● **WHAT THE TASK REQUIRES**
Report every line of the data where the string "grey" appears.

________

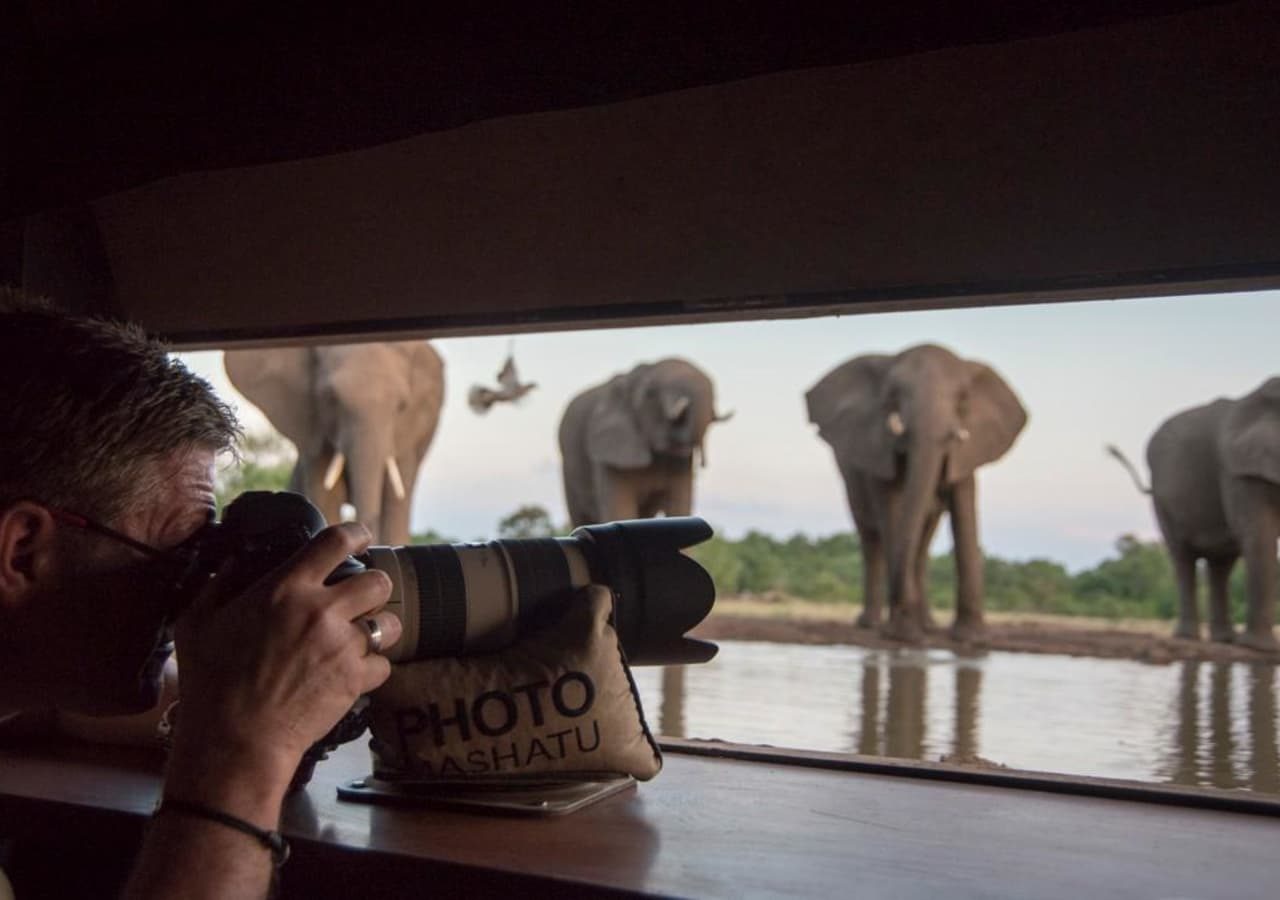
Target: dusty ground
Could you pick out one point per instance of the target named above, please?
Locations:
(784, 620)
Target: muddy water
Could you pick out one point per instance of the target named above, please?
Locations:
(1188, 722)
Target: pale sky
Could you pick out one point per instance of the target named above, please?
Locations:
(1089, 374)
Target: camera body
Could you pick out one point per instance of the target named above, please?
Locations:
(462, 598)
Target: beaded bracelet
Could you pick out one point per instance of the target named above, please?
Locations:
(272, 840)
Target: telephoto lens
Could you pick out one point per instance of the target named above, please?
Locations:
(455, 599)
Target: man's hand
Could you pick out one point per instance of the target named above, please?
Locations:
(266, 672)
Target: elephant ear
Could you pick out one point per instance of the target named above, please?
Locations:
(613, 437)
(848, 409)
(993, 417)
(1251, 434)
(278, 382)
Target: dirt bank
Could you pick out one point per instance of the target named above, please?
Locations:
(799, 622)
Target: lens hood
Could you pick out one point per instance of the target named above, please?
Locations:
(662, 592)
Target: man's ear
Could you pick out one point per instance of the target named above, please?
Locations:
(28, 538)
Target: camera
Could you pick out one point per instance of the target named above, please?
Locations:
(453, 599)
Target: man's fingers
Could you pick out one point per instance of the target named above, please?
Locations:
(361, 594)
(385, 624)
(316, 561)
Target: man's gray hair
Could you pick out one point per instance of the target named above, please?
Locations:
(90, 406)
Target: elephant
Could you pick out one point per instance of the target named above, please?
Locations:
(908, 433)
(1215, 487)
(361, 416)
(627, 446)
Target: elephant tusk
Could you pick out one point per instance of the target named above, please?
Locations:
(676, 409)
(394, 478)
(334, 471)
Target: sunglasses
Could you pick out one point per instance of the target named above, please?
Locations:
(177, 567)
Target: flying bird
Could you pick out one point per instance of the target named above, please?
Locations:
(510, 388)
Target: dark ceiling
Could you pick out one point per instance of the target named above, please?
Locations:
(100, 96)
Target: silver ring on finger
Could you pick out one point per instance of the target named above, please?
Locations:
(375, 634)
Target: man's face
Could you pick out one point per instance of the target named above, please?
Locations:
(113, 604)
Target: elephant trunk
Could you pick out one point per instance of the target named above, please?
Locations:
(366, 476)
(906, 534)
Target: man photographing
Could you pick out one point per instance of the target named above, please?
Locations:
(106, 464)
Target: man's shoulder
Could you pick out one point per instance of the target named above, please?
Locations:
(26, 723)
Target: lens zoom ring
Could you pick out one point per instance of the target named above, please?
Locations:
(442, 625)
(542, 571)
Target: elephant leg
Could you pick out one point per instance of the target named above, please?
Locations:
(1219, 599)
(1188, 611)
(1183, 560)
(680, 494)
(1260, 571)
(874, 576)
(922, 570)
(871, 539)
(969, 621)
(618, 494)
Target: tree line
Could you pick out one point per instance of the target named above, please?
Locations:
(1136, 581)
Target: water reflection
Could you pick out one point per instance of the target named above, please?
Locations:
(1206, 748)
(1188, 723)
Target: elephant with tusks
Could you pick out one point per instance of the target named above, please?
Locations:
(361, 416)
(1215, 487)
(909, 432)
(627, 446)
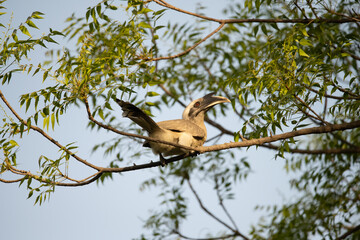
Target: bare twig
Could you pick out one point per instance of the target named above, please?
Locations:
(211, 214)
(227, 21)
(44, 134)
(221, 202)
(210, 238)
(274, 138)
(348, 233)
(189, 49)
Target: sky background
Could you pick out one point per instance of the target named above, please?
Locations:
(117, 208)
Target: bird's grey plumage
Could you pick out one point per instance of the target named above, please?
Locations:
(189, 131)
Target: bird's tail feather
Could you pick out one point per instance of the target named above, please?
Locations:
(138, 116)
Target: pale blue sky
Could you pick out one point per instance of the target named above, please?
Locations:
(116, 209)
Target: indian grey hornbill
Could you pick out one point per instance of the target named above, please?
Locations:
(189, 131)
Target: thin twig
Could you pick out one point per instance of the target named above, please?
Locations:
(189, 49)
(211, 214)
(210, 238)
(348, 233)
(48, 137)
(221, 202)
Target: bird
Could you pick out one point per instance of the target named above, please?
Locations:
(189, 131)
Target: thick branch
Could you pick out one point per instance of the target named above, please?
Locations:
(301, 132)
(227, 21)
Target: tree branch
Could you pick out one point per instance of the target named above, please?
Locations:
(301, 132)
(227, 21)
(348, 233)
(211, 214)
(210, 238)
(189, 49)
(44, 134)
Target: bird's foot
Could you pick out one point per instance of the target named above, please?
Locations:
(194, 154)
(162, 160)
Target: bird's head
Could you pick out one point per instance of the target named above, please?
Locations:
(196, 109)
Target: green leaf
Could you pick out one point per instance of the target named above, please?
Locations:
(302, 53)
(152, 94)
(31, 24)
(37, 15)
(24, 30)
(144, 25)
(53, 121)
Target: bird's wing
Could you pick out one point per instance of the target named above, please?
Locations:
(138, 116)
(181, 125)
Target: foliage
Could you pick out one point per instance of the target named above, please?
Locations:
(297, 70)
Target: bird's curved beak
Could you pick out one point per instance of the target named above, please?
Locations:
(210, 100)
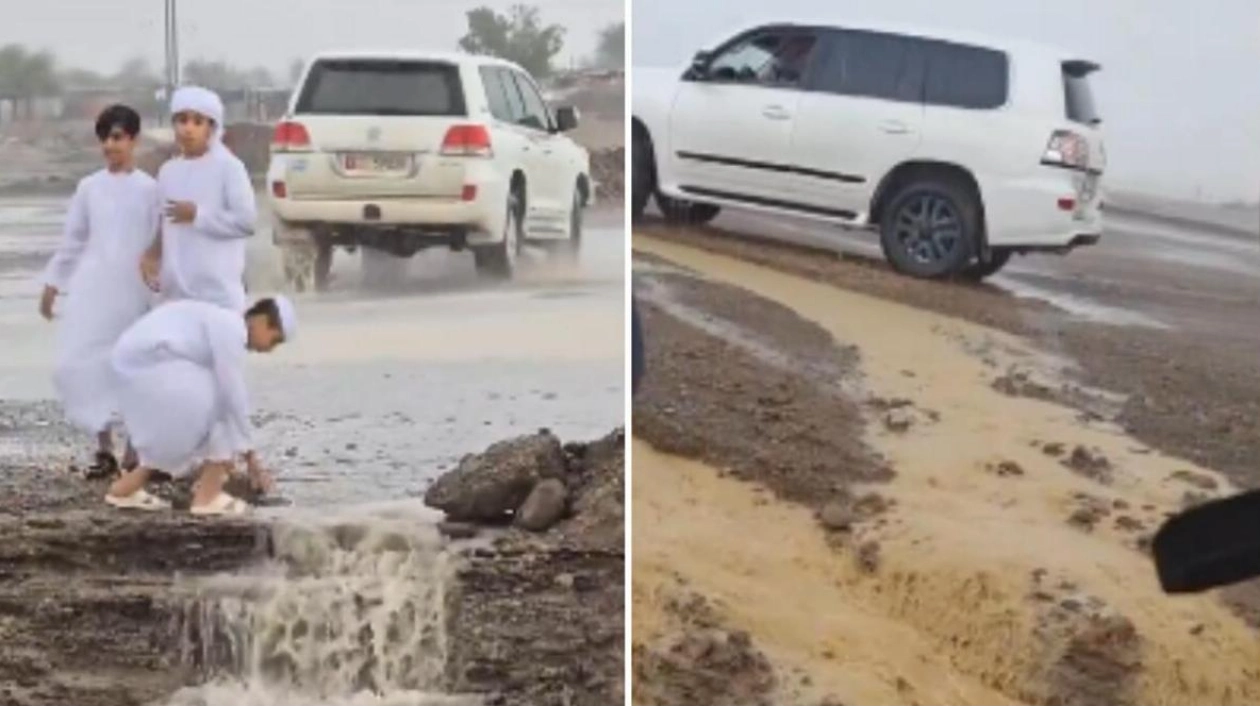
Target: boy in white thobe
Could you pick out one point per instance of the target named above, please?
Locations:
(112, 218)
(209, 209)
(183, 397)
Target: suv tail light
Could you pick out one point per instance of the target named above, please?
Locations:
(290, 137)
(1067, 149)
(468, 141)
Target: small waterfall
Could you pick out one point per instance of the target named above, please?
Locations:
(347, 613)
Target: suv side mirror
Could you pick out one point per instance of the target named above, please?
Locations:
(566, 119)
(698, 69)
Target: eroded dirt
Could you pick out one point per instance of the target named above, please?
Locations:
(1004, 565)
(107, 608)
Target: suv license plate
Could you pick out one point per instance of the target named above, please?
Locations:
(376, 163)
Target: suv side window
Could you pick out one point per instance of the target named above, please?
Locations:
(771, 57)
(871, 64)
(497, 95)
(536, 115)
(965, 77)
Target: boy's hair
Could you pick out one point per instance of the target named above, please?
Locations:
(267, 308)
(120, 116)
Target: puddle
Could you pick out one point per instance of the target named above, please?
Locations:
(989, 590)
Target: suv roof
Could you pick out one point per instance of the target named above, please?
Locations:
(415, 56)
(1011, 45)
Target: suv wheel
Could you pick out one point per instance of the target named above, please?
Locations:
(686, 213)
(977, 271)
(643, 169)
(930, 229)
(499, 260)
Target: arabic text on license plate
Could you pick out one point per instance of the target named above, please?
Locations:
(389, 161)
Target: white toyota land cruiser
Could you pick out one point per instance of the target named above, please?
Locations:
(395, 153)
(959, 153)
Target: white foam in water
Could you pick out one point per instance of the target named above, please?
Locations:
(349, 613)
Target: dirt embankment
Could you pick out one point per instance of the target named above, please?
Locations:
(103, 608)
(924, 517)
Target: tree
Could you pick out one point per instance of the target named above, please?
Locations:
(610, 52)
(27, 76)
(519, 37)
(295, 71)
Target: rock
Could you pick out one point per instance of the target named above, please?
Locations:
(837, 516)
(486, 487)
(1201, 482)
(543, 507)
(899, 420)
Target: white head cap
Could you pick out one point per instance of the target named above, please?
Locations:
(287, 316)
(199, 101)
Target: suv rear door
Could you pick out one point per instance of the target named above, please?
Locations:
(374, 127)
(731, 124)
(862, 116)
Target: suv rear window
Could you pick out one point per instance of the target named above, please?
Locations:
(965, 77)
(382, 87)
(1079, 95)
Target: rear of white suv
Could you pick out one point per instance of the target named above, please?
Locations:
(395, 153)
(959, 151)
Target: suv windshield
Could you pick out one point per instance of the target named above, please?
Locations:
(1077, 92)
(382, 87)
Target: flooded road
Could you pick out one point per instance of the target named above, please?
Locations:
(1144, 272)
(383, 390)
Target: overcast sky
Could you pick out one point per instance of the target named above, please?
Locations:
(105, 33)
(1179, 91)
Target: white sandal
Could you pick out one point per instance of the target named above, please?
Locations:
(139, 500)
(222, 504)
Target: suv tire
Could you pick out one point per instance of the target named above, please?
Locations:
(930, 228)
(643, 173)
(499, 261)
(686, 213)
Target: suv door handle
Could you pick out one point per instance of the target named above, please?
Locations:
(775, 112)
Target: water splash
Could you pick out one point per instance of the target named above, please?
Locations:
(347, 613)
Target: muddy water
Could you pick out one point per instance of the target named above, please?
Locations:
(350, 611)
(992, 595)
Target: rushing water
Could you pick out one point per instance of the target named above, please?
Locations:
(349, 611)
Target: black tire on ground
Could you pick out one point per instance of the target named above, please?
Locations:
(323, 266)
(930, 228)
(643, 173)
(978, 271)
(499, 261)
(686, 213)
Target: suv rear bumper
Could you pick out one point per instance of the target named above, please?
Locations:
(422, 219)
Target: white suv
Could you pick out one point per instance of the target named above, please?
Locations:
(398, 151)
(960, 153)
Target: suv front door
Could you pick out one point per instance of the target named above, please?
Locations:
(732, 119)
(862, 117)
(543, 198)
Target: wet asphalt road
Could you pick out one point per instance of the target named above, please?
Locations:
(382, 390)
(1144, 272)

________

● **SOLUTION FOR THIS PROBLEM**
Target: bird's grey plumage
Target: indian grey hornbill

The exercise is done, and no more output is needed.